=== Raw data ===

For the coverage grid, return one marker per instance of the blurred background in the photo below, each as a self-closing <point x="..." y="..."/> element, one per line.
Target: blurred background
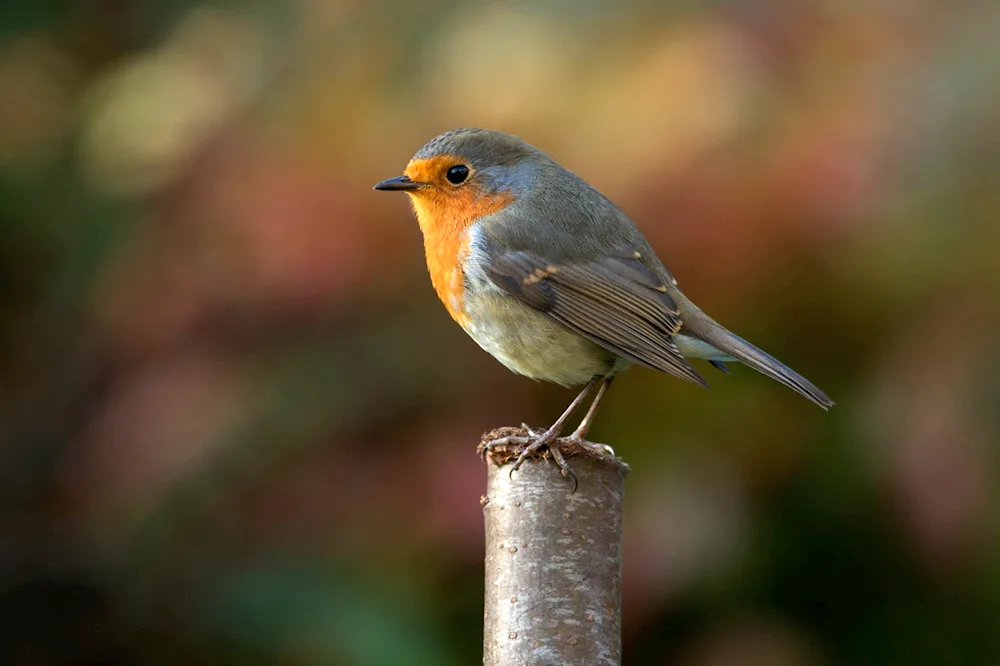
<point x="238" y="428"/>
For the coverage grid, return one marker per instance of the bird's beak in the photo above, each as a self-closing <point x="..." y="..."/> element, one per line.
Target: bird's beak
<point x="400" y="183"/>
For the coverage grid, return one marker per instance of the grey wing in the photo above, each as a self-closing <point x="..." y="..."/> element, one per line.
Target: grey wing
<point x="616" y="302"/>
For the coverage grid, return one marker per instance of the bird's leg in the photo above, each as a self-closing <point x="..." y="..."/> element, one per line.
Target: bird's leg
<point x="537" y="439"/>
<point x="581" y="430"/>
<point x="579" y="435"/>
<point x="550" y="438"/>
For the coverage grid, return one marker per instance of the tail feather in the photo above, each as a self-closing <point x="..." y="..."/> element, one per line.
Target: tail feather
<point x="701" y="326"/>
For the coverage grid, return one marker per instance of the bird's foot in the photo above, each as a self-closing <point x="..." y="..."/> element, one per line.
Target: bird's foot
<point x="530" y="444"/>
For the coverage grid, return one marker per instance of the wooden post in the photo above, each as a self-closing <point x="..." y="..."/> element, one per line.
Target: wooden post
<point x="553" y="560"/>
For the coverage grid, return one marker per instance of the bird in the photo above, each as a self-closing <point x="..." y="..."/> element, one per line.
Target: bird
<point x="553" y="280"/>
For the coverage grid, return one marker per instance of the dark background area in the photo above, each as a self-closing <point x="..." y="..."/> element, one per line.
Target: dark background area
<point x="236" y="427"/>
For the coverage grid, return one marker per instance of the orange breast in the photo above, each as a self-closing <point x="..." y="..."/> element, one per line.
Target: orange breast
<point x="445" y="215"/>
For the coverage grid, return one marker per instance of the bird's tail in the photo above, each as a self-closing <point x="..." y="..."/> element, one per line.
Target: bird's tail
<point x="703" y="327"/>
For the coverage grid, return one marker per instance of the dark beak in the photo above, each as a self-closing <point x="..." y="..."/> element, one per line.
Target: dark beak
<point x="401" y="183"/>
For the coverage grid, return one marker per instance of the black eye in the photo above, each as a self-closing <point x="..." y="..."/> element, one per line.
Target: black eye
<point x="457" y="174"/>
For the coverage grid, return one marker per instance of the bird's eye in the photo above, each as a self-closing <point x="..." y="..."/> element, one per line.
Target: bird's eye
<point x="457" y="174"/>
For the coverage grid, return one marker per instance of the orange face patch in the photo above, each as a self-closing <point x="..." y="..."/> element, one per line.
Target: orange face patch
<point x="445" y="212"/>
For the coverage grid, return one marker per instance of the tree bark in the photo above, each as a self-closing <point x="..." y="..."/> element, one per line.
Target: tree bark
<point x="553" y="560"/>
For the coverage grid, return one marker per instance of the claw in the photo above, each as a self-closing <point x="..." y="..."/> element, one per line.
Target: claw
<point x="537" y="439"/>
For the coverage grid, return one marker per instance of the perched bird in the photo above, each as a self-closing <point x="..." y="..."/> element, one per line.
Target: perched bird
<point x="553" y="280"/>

===

### Exercise objective:
Write out verbatim the lines of the items above, from the line containing "the bird's eye" through the final line of the items, both ends included.

### Right answer:
For the coverage grid, return one marker per instance of the bird's eye in the photo above, each as a self-closing <point x="..." y="..."/> element, one per line.
Target: bird's eye
<point x="457" y="174"/>
For the coverage grid, return one marker per instance of the orange face patch in the photo above, each as a self-closing <point x="..." y="..."/> element, one per line.
Target: orange face patch
<point x="445" y="212"/>
For the coverage grid, return one marker per instance of the tree bark in the photo above, each as a self-closing <point x="..." y="..."/> element, one per line.
Target: tree bark
<point x="553" y="560"/>
For the coverage grid, return one marker per instance of the claw in the photo above, each as a self-closing <point x="..." y="..."/> element, one per line.
Target: claw
<point x="537" y="439"/>
For the coverage grid, return one marker per instance of the perched bird in the photo above, each as a self-closing <point x="..." y="..."/> element, one per line.
Target: perched bird
<point x="553" y="280"/>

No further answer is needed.